Problem statement ::
Among the entries below, find every line that contains the string "Could", then copy it.

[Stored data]
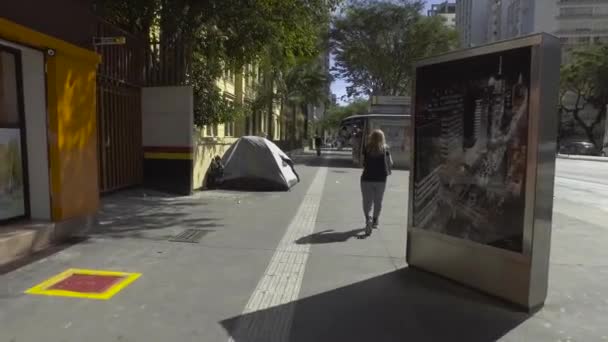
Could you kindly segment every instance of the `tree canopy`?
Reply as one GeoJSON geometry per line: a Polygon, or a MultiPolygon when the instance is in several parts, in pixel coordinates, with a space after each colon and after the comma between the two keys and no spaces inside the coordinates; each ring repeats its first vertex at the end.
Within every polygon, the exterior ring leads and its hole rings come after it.
{"type": "Polygon", "coordinates": [[[236,109],[215,84],[224,70],[272,57],[267,65],[277,71],[268,75],[282,77],[299,58],[319,53],[319,36],[339,1],[96,0],[96,7],[108,21],[156,40],[161,53],[181,51],[184,61],[159,67],[172,67],[193,86],[196,122],[211,124],[236,109]]]}
{"type": "Polygon", "coordinates": [[[334,73],[347,95],[407,95],[413,63],[454,48],[456,32],[439,16],[421,15],[423,1],[354,1],[333,22],[334,73]]]}
{"type": "Polygon", "coordinates": [[[343,119],[357,114],[367,113],[369,102],[364,99],[355,99],[347,105],[334,105],[329,107],[325,113],[325,117],[319,123],[321,129],[334,130],[340,127],[343,119]]]}
{"type": "Polygon", "coordinates": [[[571,61],[562,67],[560,109],[572,114],[587,139],[599,146],[595,131],[606,117],[608,105],[608,45],[595,45],[572,52],[571,61]],[[585,109],[595,111],[585,120],[585,109]]]}

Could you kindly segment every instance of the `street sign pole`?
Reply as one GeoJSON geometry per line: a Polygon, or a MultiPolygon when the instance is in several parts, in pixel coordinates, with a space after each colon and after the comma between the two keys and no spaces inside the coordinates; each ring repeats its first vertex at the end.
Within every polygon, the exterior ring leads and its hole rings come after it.
{"type": "Polygon", "coordinates": [[[126,37],[93,37],[93,45],[125,45],[127,43],[126,37]]]}

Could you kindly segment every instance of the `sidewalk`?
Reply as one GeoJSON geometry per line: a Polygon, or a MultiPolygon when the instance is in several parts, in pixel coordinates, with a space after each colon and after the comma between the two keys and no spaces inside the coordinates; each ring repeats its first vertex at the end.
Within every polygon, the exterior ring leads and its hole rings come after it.
{"type": "MultiPolygon", "coordinates": [[[[550,294],[530,317],[408,270],[408,173],[362,234],[348,152],[297,156],[290,192],[131,191],[104,199],[90,238],[0,275],[0,341],[605,341],[608,212],[585,221],[556,191],[550,294]],[[599,221],[602,222],[602,221],[599,221]],[[200,243],[170,242],[186,228],[200,243]],[[25,295],[68,268],[142,276],[107,301],[25,295]]],[[[592,210],[592,208],[587,208],[592,210]]]]}

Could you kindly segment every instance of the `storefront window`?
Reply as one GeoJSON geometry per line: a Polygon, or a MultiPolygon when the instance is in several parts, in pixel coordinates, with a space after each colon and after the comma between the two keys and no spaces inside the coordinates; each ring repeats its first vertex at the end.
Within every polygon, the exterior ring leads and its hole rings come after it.
{"type": "Polygon", "coordinates": [[[25,216],[17,55],[0,46],[0,221],[25,216]]]}

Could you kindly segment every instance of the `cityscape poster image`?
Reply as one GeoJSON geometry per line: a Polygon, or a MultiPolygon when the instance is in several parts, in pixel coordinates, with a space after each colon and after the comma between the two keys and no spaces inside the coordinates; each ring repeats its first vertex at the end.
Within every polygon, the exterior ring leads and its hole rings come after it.
{"type": "Polygon", "coordinates": [[[531,48],[417,70],[414,226],[521,252],[531,48]]]}

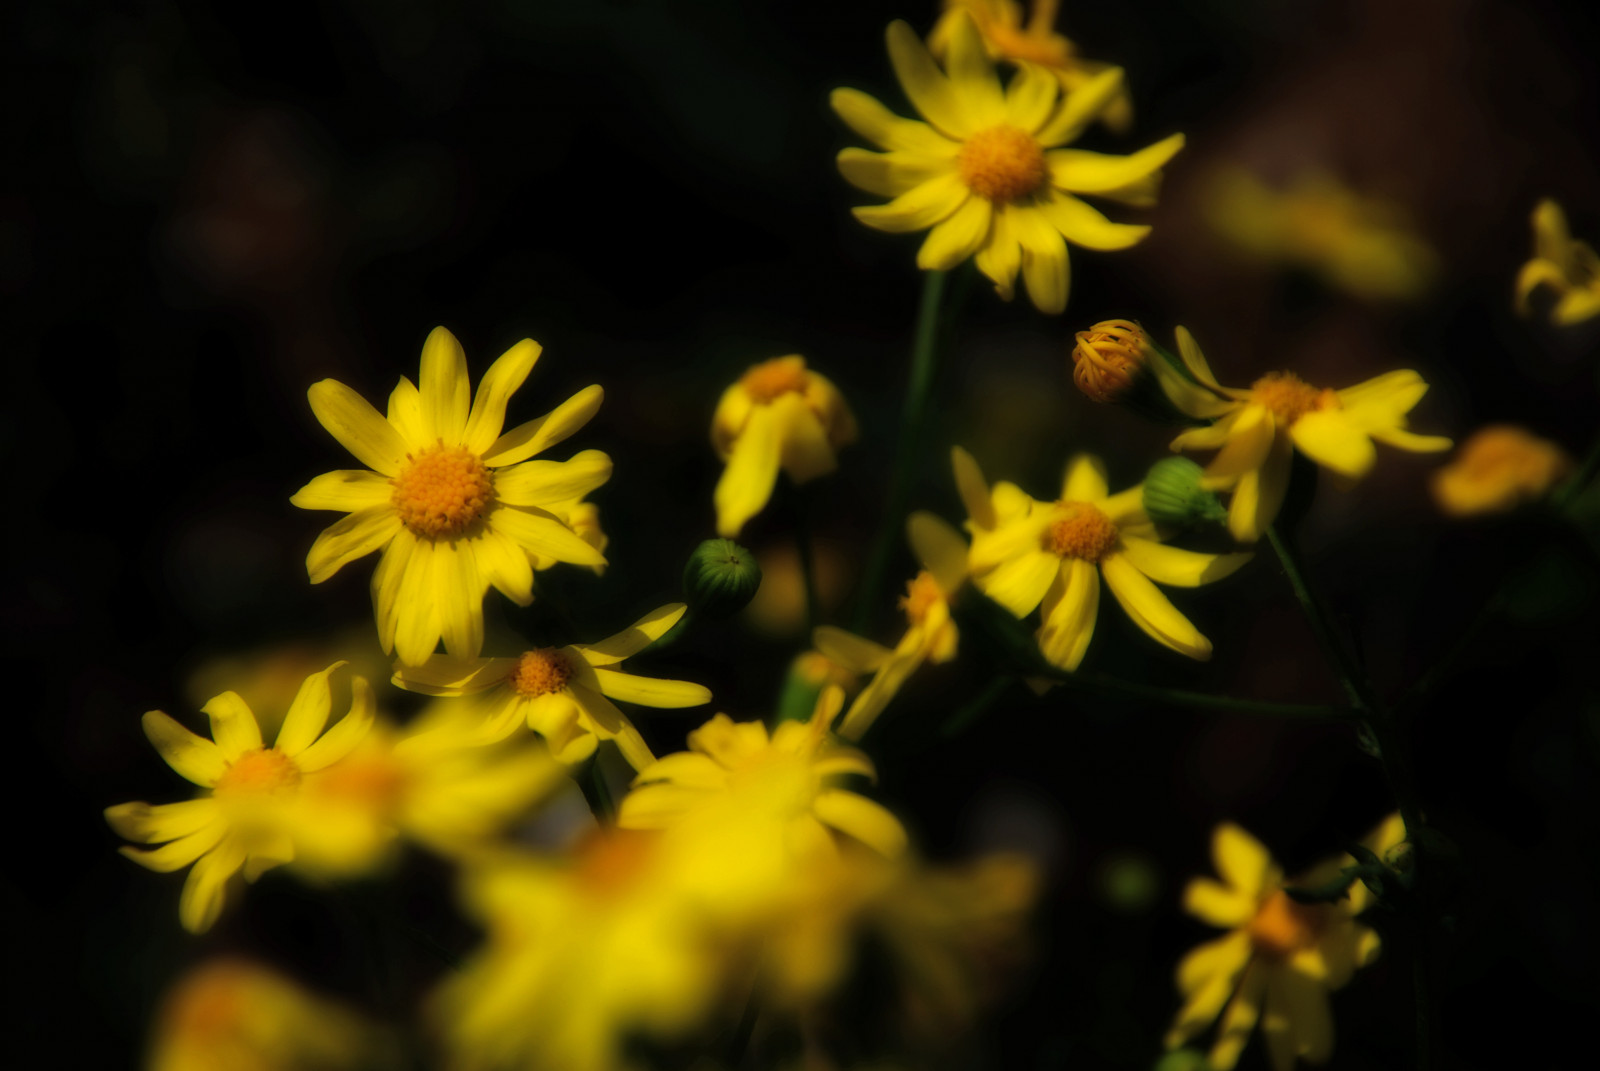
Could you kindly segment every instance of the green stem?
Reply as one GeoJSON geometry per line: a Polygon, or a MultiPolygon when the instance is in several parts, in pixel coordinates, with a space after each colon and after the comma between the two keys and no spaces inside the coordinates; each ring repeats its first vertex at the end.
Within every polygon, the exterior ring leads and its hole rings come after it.
{"type": "Polygon", "coordinates": [[[1068,672],[1051,666],[1045,671],[1051,680],[1088,695],[1106,699],[1149,699],[1173,706],[1200,710],[1227,710],[1235,714],[1258,714],[1269,718],[1303,718],[1308,721],[1350,721],[1354,711],[1344,707],[1310,706],[1305,703],[1274,703],[1261,699],[1233,699],[1209,692],[1189,692],[1154,684],[1135,684],[1103,673],[1068,672]]]}
{"type": "Polygon", "coordinates": [[[601,826],[615,825],[617,805],[611,798],[611,786],[606,783],[606,774],[600,768],[598,754],[589,760],[583,773],[576,780],[579,790],[583,792],[584,802],[589,805],[589,813],[594,815],[594,820],[601,826]]]}
{"type": "Polygon", "coordinates": [[[806,592],[806,637],[822,623],[817,601],[817,563],[811,545],[811,496],[804,487],[794,489],[794,548],[800,558],[800,580],[806,592]]]}
{"type": "Polygon", "coordinates": [[[975,699],[951,715],[950,720],[939,730],[939,735],[946,740],[960,736],[966,731],[967,726],[977,721],[984,711],[994,705],[994,701],[1000,698],[1001,693],[1014,683],[1016,683],[1015,677],[996,677],[990,681],[989,686],[979,692],[975,699]]]}
{"type": "Polygon", "coordinates": [[[895,447],[894,469],[889,479],[889,496],[884,506],[883,522],[867,558],[867,568],[862,574],[861,590],[857,596],[855,631],[865,632],[871,622],[872,610],[883,586],[883,574],[889,567],[895,543],[901,538],[900,529],[905,523],[906,503],[911,496],[911,484],[916,475],[917,461],[922,452],[923,425],[927,422],[928,397],[933,387],[933,372],[939,340],[939,303],[944,295],[948,273],[925,272],[922,281],[922,303],[917,308],[917,333],[911,344],[911,382],[906,386],[905,407],[900,418],[900,441],[895,447]]]}
{"type": "Polygon", "coordinates": [[[1550,496],[1550,504],[1558,510],[1566,509],[1594,481],[1596,475],[1600,475],[1600,439],[1596,439],[1595,444],[1589,447],[1589,456],[1583,459],[1578,471],[1550,496]]]}
{"type": "Polygon", "coordinates": [[[1294,589],[1294,597],[1299,600],[1300,609],[1305,611],[1306,622],[1310,624],[1312,634],[1317,638],[1317,645],[1322,648],[1322,654],[1327,658],[1329,667],[1338,675],[1339,684],[1344,688],[1350,705],[1362,714],[1370,715],[1373,704],[1370,690],[1366,687],[1365,675],[1356,667],[1355,660],[1339,642],[1327,607],[1317,598],[1316,592],[1311,589],[1311,584],[1306,579],[1305,566],[1300,561],[1298,551],[1289,540],[1279,534],[1276,525],[1267,527],[1267,539],[1272,543],[1272,549],[1283,565],[1284,574],[1289,578],[1289,586],[1294,589]]]}

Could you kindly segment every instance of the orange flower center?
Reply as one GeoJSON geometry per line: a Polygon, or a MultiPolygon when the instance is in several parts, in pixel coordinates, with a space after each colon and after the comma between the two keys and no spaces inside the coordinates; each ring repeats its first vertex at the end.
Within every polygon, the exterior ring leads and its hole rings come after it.
{"type": "Polygon", "coordinates": [[[1058,502],[1060,519],[1044,533],[1044,549],[1063,558],[1098,562],[1117,544],[1117,526],[1087,502],[1058,502]]]}
{"type": "Polygon", "coordinates": [[[1014,126],[980,130],[961,146],[956,171],[967,188],[991,201],[1020,201],[1039,192],[1050,176],[1044,150],[1014,126]]]}
{"type": "Polygon", "coordinates": [[[228,763],[217,779],[218,796],[266,795],[300,784],[300,767],[277,748],[251,748],[228,763]]]}
{"type": "Polygon", "coordinates": [[[920,625],[928,617],[928,611],[944,601],[944,591],[939,587],[939,582],[933,574],[924,569],[918,573],[916,579],[906,584],[906,593],[900,599],[900,609],[906,612],[906,620],[913,625],[920,625]]]}
{"type": "Polygon", "coordinates": [[[1339,408],[1333,391],[1318,390],[1293,372],[1268,372],[1250,384],[1250,400],[1271,410],[1284,427],[1315,410],[1339,408]]]}
{"type": "Polygon", "coordinates": [[[399,802],[406,787],[405,773],[391,760],[346,759],[319,775],[315,789],[324,796],[357,805],[387,810],[399,802]]]}
{"type": "Polygon", "coordinates": [[[1286,959],[1316,944],[1327,925],[1327,914],[1326,908],[1297,903],[1279,889],[1256,909],[1256,917],[1250,920],[1250,942],[1263,955],[1286,959]]]}
{"type": "Polygon", "coordinates": [[[567,686],[567,678],[571,676],[572,663],[567,661],[566,655],[554,647],[541,647],[537,651],[523,652],[506,680],[518,695],[532,699],[559,692],[567,686]]]}
{"type": "Polygon", "coordinates": [[[1072,45],[1060,34],[991,22],[983,28],[983,35],[1009,60],[1027,60],[1041,67],[1065,67],[1072,60],[1072,45]]]}
{"type": "Polygon", "coordinates": [[[656,837],[631,829],[595,832],[573,853],[573,877],[592,896],[614,896],[635,885],[655,854],[656,837]]]}
{"type": "Polygon", "coordinates": [[[494,500],[494,485],[483,460],[464,446],[441,440],[416,454],[407,454],[394,484],[391,501],[400,521],[424,539],[454,539],[465,532],[494,500]]]}
{"type": "Polygon", "coordinates": [[[752,401],[769,405],[784,394],[803,394],[808,379],[804,357],[774,357],[746,372],[739,386],[752,401]]]}
{"type": "Polygon", "coordinates": [[[1076,335],[1072,381],[1097,402],[1113,401],[1144,364],[1144,331],[1127,320],[1106,320],[1076,335]]]}

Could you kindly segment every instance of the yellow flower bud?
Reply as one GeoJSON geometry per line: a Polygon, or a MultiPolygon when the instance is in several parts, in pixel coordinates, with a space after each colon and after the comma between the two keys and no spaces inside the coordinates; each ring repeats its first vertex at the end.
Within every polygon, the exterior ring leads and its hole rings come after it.
{"type": "Polygon", "coordinates": [[[1504,513],[1543,498],[1572,471],[1572,458],[1548,439],[1510,424],[1480,428],[1455,459],[1433,474],[1433,500],[1452,517],[1504,513]]]}
{"type": "Polygon", "coordinates": [[[1131,320],[1102,320],[1076,337],[1072,381],[1097,402],[1126,393],[1150,358],[1150,340],[1131,320]]]}

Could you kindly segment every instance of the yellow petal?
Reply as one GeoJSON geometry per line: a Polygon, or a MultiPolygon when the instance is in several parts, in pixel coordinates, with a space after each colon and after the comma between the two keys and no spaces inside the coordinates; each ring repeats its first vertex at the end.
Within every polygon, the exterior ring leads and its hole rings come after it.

Task output ::
Could you kindly segment every instance of the `tree canopy`?
Could you kindly segment every instance of the `street sign pole`?
Could you kindly segment every instance of the `sidewalk`?
Could you kindly segment every instance of the `storefront window`?
Could you kindly segment every instance of the `cityscape poster image`?
Could you kindly segment every instance of the green stem?
Could you kindly segment every instance of the orange flower center?
Could you kindly segment every instance of the yellow flower bud?
Could you kindly segment every instance of the yellow petal?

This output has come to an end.